:: TEXT ::
Proceedings of the 2nd International Conference on Medical Imaging and Case Reports (MICR-2019)

Rajendra D. Badgaiyan

 

Keynotes Session

Neurotransmitter Imaging: A Novel Frontier in Neuroimaging
Rajendra D. Badgaiyan
South Texas Veteran Health Care System and Long School of Medicine, University of Texas Health, San Antonio, TX
Abstract
Because of the lack of a reliable and sensitive method for detection of acute changes in neurotransmission, it is unclear how the neurotransmitters control human cognition and behavior. We recently developed a technique to detect, map and measure dopamine released acutely during cognitive and behavioral processing. The technique is called neurotransmitter imaging technique or single scan dynamic molecular imaging technique (SDMIT). It exploits the competition between dopamine and its receptor ligand for occupancy of receptor site. In this technique after patients are positioned in the positron emission tomography (PET) camera, a radio-labeled ligand is injected intravenously, and volunteers are asked to perform a cognitive or behavioral task while in the scanner. Based in the PET data acquired, dopamine released during a task performance in different brain areas is measured dynamically using a receptor kinetic model. The technique can be used to define the nature of dysregulated dopamine neurotransmission in psychiatric and neuropsychiatric conditions by comparing the data acquired in the patients with those acquired in healthy volunteers during performance of a similar task. This comparison also helps us
understand whether dopamine neurotransmission is dysregulated and whether the dysregulation is responsible for clinical symptoms in these patients. Since this technique measures dopamine released under conditions of cognitive stress, it can detect dysregulation in neurotransmission even before appearance of clinical symptoms.

Published on: December 09, 2019
doi: 10.17756/micr.2019-035
Citation: Badgaiyan RD. 2019. Report on the 2nd International Conference on Medical Imaging and Case Reports (MICR-2019). J Med Imaging Case Rep 3(2): 42-43.
:::
:: GIVEN INFORMATION ::
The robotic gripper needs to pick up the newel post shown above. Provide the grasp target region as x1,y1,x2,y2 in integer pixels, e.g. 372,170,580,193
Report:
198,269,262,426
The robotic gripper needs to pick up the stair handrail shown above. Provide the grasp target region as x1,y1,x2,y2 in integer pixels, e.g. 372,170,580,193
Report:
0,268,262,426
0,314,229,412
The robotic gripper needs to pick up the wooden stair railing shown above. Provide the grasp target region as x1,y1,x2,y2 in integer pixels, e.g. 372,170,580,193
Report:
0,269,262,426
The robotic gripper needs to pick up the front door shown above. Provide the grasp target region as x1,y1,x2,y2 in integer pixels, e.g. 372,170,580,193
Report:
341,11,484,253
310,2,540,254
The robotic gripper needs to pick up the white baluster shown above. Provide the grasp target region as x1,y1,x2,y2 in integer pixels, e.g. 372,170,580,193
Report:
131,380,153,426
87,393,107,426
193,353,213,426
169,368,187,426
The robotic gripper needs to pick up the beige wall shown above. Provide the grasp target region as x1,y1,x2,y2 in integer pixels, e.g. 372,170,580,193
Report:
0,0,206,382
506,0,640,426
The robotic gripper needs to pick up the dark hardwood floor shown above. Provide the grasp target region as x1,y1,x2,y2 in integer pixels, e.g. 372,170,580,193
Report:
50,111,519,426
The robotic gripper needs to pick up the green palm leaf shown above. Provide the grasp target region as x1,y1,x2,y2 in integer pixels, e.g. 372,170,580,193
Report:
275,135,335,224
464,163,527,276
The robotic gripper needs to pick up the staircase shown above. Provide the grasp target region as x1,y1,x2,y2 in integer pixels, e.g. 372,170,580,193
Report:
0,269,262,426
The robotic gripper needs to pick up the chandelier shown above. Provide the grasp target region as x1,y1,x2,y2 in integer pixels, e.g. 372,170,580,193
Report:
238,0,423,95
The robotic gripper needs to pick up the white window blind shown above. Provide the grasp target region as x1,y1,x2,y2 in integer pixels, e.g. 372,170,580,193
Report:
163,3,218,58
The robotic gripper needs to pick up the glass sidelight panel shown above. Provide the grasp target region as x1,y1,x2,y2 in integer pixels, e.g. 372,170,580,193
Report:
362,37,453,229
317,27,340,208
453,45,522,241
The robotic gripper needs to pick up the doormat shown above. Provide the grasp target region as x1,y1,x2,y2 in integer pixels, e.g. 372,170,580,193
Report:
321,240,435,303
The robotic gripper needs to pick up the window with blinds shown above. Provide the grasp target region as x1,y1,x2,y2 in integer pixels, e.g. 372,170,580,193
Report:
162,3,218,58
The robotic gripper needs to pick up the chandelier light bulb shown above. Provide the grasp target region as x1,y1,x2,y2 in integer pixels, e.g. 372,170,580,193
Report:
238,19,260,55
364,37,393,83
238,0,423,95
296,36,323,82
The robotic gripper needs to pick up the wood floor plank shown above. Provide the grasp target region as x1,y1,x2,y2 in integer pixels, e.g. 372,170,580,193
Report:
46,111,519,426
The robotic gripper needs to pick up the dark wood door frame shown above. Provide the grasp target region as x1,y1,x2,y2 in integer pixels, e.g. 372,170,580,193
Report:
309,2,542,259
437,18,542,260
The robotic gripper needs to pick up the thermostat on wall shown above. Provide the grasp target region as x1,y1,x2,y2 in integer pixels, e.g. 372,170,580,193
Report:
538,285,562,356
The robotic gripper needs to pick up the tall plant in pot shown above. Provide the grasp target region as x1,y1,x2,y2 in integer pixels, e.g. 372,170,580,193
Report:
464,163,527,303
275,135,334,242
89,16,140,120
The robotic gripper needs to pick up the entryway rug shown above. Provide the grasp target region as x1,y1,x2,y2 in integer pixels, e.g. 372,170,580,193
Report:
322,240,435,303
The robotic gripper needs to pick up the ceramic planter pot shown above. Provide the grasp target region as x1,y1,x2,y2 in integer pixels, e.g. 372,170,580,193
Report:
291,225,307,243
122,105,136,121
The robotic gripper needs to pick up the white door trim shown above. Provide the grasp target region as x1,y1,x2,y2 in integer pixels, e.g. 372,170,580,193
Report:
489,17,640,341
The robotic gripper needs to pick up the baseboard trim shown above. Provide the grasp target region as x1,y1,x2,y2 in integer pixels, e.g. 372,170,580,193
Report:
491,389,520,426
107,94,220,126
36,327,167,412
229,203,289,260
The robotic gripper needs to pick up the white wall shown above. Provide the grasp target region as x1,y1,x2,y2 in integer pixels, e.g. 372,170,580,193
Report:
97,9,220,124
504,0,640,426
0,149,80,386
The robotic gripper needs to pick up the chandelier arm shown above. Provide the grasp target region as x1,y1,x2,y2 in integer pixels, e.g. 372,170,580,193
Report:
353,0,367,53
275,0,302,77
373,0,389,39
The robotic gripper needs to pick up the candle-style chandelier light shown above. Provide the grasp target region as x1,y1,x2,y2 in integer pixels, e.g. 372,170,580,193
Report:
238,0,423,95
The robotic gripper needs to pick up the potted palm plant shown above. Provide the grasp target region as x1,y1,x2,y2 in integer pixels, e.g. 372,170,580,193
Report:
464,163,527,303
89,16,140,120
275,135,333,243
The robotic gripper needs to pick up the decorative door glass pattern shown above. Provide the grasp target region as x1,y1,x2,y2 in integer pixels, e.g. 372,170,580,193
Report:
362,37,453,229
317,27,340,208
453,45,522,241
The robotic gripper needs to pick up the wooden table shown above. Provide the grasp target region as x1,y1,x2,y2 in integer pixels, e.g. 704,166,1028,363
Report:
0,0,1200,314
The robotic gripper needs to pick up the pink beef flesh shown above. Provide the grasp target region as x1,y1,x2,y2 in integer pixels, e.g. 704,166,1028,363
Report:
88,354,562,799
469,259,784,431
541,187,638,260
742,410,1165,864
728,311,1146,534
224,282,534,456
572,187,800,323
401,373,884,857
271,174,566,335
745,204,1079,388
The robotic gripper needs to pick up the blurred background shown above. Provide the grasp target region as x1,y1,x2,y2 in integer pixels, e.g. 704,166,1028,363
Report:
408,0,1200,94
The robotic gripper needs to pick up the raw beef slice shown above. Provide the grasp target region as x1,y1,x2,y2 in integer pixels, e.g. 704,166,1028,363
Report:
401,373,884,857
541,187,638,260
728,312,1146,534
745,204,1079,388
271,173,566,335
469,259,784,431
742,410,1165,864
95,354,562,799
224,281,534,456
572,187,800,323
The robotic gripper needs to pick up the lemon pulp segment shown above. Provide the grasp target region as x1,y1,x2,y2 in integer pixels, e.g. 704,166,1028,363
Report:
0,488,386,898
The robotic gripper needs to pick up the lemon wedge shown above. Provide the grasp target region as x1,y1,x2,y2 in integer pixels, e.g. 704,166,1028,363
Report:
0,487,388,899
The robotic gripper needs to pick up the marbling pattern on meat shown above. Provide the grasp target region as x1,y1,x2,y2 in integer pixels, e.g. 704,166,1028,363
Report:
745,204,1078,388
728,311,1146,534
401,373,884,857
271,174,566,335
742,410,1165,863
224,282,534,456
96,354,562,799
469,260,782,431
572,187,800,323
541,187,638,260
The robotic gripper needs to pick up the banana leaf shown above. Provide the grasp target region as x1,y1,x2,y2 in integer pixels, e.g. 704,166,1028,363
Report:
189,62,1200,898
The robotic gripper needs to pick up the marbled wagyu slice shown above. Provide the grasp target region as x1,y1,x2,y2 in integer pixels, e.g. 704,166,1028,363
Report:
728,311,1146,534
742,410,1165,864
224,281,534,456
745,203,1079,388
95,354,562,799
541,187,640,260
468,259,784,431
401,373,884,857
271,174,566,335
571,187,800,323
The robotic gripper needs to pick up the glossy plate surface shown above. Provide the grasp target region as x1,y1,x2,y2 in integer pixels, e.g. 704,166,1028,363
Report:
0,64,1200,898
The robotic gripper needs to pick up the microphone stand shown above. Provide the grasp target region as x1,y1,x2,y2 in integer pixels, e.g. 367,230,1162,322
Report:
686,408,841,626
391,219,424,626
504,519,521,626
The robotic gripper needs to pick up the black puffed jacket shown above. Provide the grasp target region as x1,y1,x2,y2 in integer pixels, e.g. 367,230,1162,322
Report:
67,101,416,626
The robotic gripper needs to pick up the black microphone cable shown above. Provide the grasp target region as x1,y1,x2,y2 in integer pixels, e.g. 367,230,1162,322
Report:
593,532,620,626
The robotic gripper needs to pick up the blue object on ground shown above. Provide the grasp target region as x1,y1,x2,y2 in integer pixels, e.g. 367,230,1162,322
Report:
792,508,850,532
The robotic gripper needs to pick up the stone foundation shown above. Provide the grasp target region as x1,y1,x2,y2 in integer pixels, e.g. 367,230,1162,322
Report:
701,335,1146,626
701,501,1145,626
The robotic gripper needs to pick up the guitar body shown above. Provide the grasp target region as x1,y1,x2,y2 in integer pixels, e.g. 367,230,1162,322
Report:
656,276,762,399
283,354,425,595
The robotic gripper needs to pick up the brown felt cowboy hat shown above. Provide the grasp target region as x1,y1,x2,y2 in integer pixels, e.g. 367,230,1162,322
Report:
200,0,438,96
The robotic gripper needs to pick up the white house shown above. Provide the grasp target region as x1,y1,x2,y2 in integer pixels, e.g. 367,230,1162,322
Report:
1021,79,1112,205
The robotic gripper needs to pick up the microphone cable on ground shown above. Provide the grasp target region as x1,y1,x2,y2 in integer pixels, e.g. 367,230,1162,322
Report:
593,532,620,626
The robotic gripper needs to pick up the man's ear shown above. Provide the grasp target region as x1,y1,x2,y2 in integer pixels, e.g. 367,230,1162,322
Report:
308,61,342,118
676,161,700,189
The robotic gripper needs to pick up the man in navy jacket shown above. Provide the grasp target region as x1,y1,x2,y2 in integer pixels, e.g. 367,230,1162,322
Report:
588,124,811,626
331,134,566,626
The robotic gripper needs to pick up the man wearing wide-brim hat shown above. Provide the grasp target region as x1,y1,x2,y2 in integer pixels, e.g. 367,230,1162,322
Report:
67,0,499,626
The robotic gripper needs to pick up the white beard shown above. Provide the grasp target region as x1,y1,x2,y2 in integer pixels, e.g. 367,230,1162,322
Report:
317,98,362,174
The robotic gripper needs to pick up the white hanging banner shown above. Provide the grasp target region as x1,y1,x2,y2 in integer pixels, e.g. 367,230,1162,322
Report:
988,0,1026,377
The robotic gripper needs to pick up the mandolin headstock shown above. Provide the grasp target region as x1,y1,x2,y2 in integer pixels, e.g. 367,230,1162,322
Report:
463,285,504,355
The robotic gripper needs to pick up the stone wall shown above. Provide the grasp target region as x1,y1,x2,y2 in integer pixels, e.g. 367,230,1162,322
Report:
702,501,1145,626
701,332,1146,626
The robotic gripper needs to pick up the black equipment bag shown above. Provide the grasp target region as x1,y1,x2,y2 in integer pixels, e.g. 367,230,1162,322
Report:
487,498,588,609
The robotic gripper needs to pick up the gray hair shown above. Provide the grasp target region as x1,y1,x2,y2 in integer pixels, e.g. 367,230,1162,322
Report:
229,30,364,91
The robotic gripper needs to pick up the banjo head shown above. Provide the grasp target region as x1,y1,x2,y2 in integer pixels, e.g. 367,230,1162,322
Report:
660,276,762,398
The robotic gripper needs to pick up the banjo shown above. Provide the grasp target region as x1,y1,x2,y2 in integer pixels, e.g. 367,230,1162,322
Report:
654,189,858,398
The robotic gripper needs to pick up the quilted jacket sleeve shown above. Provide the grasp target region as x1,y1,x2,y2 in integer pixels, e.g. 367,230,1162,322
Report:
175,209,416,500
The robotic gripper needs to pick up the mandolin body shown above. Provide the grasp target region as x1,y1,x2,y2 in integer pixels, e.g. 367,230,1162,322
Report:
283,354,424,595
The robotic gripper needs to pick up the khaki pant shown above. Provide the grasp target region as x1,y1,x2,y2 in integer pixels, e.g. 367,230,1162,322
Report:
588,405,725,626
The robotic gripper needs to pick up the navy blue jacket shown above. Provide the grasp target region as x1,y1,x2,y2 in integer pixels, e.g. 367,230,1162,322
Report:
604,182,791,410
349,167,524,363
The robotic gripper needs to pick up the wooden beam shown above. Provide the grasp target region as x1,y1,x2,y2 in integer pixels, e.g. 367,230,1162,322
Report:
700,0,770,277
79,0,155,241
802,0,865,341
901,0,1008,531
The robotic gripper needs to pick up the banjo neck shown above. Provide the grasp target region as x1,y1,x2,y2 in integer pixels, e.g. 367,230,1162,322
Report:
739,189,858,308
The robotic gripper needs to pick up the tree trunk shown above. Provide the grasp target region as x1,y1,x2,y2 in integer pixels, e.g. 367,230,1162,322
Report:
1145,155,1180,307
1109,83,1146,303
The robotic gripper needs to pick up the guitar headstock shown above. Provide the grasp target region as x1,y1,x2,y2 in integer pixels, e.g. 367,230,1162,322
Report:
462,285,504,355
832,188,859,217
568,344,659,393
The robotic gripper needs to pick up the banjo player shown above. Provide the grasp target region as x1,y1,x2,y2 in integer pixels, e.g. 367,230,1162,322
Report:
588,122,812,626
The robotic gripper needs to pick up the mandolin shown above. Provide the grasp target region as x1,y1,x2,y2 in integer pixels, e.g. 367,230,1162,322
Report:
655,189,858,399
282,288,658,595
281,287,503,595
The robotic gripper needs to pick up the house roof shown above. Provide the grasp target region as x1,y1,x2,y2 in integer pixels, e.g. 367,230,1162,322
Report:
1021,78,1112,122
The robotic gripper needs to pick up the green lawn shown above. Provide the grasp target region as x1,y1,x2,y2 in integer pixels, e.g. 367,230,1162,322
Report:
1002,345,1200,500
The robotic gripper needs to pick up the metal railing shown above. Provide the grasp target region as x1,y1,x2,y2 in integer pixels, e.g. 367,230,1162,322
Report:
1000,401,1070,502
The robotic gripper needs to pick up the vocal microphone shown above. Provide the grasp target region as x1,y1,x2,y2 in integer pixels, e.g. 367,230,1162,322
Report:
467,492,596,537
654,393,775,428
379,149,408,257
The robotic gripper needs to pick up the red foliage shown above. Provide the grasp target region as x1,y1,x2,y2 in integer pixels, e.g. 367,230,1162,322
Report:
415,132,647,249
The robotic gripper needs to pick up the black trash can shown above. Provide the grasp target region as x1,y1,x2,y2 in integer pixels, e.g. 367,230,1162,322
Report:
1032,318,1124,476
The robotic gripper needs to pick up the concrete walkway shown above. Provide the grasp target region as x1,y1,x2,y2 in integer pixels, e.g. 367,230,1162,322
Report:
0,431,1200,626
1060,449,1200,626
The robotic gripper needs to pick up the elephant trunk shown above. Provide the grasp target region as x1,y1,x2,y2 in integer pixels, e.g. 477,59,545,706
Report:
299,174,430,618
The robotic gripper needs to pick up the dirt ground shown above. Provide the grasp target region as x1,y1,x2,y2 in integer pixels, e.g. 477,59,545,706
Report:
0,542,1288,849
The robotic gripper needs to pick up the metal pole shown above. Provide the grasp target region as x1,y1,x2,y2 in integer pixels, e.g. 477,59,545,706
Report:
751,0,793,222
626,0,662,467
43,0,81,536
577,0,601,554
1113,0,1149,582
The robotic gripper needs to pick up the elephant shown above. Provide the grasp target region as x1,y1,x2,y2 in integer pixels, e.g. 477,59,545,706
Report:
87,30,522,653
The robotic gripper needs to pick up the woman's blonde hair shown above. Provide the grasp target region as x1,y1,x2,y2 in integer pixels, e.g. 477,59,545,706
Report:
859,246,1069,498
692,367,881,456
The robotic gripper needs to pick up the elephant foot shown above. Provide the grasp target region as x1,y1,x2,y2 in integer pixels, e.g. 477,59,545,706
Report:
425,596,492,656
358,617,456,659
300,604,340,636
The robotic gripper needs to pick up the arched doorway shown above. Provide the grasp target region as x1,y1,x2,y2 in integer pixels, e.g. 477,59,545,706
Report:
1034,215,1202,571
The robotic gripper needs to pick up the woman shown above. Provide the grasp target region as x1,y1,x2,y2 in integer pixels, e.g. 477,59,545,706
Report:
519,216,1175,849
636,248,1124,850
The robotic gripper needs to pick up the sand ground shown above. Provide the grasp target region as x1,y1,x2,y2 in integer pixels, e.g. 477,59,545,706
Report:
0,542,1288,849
:::
▶ _EXERCISE SET_
1. According to the abstract, what competition does the neurotransmitter imaging technique exploit?
2. List all the actions the abstract says the technique was developed to perform on dopamine released acutely during cognitive and behavioral processing.
The entries have no connection to the abstract.

▶ _RESPONSES BY TASK_
1. The competition between dopamine and its receptor ligand for occupancy of the receptor site.

2. Detect, map, measure